RECORD LIST:
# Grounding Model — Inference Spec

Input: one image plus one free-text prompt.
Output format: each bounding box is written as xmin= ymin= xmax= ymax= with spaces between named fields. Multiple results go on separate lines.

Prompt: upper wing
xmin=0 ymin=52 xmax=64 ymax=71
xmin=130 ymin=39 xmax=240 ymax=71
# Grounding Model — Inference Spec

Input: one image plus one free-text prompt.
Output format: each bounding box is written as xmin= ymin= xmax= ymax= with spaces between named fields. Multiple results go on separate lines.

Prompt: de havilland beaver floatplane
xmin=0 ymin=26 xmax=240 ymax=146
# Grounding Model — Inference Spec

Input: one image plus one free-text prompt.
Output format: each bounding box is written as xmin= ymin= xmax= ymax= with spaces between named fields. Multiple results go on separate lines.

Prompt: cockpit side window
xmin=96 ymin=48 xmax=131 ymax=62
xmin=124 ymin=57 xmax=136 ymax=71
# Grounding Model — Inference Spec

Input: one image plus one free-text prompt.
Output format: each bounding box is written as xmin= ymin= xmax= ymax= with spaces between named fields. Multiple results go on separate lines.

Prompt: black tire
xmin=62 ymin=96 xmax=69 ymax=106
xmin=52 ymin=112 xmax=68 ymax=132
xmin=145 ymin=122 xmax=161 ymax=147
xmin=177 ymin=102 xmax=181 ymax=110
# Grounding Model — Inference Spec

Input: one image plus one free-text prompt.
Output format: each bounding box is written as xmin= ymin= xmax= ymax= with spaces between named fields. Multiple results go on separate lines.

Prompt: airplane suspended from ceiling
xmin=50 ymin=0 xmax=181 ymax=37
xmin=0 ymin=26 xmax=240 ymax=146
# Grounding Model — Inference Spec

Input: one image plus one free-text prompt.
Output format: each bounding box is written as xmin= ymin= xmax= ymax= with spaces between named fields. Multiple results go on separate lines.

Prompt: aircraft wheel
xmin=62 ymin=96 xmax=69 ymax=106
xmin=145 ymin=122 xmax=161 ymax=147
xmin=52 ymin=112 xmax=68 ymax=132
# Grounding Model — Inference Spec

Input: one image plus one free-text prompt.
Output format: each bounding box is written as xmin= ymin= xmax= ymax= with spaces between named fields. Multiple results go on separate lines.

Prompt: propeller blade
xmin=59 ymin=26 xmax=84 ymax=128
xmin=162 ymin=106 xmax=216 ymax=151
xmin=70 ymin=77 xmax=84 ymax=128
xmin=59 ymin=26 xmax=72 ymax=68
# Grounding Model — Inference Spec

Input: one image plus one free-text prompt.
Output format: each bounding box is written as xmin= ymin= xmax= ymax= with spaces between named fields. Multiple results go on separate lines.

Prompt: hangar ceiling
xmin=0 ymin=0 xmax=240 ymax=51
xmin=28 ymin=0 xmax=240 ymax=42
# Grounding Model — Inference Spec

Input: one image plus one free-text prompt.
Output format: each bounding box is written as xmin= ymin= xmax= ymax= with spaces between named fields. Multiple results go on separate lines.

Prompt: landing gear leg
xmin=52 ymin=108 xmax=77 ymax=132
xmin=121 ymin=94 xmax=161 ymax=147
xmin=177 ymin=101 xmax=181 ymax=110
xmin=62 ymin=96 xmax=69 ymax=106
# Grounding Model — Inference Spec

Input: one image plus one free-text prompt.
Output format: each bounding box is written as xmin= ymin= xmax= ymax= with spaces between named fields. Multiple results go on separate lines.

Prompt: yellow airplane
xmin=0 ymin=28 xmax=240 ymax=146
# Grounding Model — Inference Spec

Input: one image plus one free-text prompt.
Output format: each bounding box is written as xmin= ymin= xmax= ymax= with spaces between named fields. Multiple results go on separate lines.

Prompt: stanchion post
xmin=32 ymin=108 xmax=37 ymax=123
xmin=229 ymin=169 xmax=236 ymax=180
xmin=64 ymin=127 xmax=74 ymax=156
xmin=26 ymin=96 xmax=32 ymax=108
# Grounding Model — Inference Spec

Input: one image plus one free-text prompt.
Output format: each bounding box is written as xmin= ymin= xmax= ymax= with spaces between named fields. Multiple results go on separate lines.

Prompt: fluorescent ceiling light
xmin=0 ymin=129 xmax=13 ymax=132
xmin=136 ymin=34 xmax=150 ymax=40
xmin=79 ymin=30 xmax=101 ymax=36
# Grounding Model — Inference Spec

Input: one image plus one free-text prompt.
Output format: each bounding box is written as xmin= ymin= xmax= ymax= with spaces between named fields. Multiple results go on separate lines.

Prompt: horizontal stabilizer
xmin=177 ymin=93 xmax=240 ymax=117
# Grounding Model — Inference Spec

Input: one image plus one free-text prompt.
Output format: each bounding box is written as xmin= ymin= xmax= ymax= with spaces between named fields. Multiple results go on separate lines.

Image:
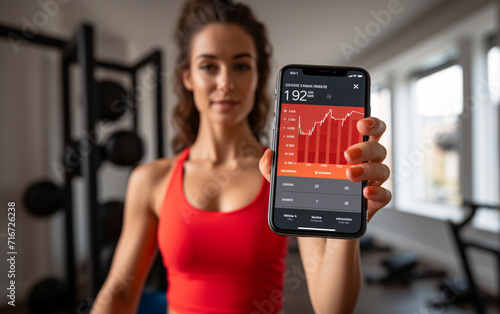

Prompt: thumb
xmin=259 ymin=149 xmax=273 ymax=181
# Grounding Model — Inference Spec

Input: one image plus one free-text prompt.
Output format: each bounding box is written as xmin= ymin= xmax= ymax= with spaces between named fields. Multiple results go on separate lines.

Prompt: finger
xmin=259 ymin=149 xmax=273 ymax=182
xmin=363 ymin=186 xmax=392 ymax=221
xmin=346 ymin=162 xmax=390 ymax=182
xmin=344 ymin=142 xmax=387 ymax=164
xmin=356 ymin=117 xmax=386 ymax=142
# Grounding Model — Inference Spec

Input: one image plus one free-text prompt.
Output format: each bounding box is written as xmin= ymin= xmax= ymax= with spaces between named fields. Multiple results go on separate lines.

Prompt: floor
xmin=0 ymin=239 xmax=500 ymax=314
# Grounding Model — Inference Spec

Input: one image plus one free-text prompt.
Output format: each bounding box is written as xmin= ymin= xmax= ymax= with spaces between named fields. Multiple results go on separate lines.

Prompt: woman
xmin=92 ymin=0 xmax=391 ymax=314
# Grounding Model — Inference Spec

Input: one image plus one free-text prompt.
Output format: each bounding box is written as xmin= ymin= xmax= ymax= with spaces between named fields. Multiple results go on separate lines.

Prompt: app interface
xmin=274 ymin=68 xmax=367 ymax=233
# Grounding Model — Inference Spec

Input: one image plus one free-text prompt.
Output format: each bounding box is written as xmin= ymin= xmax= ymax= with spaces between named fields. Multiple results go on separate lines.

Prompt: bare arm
xmin=91 ymin=164 xmax=168 ymax=314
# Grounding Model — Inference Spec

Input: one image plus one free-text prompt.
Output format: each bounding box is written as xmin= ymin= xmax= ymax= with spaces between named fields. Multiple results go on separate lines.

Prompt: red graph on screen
xmin=280 ymin=104 xmax=364 ymax=165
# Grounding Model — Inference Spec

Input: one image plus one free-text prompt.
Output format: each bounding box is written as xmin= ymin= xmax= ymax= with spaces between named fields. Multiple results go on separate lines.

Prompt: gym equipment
xmin=28 ymin=277 xmax=70 ymax=314
xmin=63 ymin=141 xmax=103 ymax=177
xmin=24 ymin=181 xmax=64 ymax=217
xmin=97 ymin=81 xmax=128 ymax=121
xmin=365 ymin=252 xmax=446 ymax=284
xmin=432 ymin=201 xmax=500 ymax=314
xmin=104 ymin=131 xmax=144 ymax=166
xmin=359 ymin=235 xmax=391 ymax=253
xmin=99 ymin=201 xmax=124 ymax=241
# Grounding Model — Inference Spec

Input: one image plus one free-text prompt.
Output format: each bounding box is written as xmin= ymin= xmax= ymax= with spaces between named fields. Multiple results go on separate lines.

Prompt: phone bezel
xmin=268 ymin=64 xmax=371 ymax=239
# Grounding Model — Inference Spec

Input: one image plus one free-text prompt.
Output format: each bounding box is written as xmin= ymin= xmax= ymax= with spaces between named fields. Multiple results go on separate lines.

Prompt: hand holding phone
xmin=268 ymin=65 xmax=370 ymax=238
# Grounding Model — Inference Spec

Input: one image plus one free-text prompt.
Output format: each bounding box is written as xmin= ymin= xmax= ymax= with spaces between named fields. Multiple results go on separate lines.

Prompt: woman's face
xmin=183 ymin=23 xmax=258 ymax=125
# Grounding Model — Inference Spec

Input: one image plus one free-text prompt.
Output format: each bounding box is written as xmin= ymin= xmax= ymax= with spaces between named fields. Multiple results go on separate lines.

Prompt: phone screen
xmin=270 ymin=67 xmax=369 ymax=237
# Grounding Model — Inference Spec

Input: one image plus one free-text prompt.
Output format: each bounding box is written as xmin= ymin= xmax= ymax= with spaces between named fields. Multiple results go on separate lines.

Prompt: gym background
xmin=0 ymin=0 xmax=500 ymax=313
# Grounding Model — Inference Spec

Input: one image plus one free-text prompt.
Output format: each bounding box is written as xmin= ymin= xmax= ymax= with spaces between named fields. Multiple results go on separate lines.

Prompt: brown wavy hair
xmin=172 ymin=0 xmax=272 ymax=153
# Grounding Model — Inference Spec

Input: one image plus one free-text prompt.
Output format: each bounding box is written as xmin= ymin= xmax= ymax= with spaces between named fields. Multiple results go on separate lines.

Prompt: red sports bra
xmin=157 ymin=148 xmax=288 ymax=314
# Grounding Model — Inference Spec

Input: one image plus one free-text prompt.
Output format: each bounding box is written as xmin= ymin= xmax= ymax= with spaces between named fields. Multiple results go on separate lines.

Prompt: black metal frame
xmin=0 ymin=24 xmax=164 ymax=306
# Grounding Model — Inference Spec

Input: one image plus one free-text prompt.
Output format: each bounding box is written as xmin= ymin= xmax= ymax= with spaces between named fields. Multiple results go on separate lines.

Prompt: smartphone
xmin=268 ymin=64 xmax=370 ymax=239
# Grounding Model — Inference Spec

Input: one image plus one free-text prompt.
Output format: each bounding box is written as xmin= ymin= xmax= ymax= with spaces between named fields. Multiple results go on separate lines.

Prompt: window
xmin=413 ymin=64 xmax=463 ymax=205
xmin=488 ymin=46 xmax=500 ymax=105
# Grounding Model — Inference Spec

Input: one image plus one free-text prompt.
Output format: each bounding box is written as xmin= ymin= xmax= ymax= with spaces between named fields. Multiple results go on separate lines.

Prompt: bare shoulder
xmin=130 ymin=155 xmax=179 ymax=217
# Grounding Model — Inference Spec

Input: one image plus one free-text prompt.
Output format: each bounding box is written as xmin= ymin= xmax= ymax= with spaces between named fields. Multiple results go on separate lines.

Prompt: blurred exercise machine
xmin=0 ymin=24 xmax=166 ymax=313
xmin=433 ymin=201 xmax=500 ymax=314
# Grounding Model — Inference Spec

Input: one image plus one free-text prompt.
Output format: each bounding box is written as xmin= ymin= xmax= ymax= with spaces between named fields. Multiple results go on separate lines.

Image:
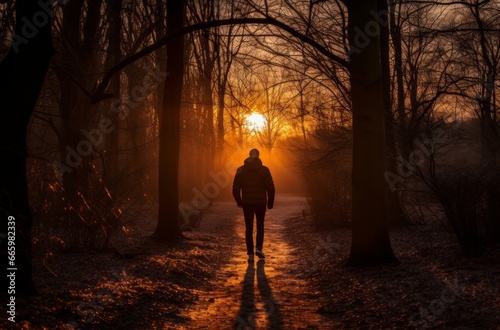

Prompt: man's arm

WHAT IS REQUIRED:
Show every line of the listing above that contains the string "window", copying each matching line in full. Matching is case-sensitive.

RESPONSE TO THIS TASK:
Prompt: cockpit side window
Prompt: window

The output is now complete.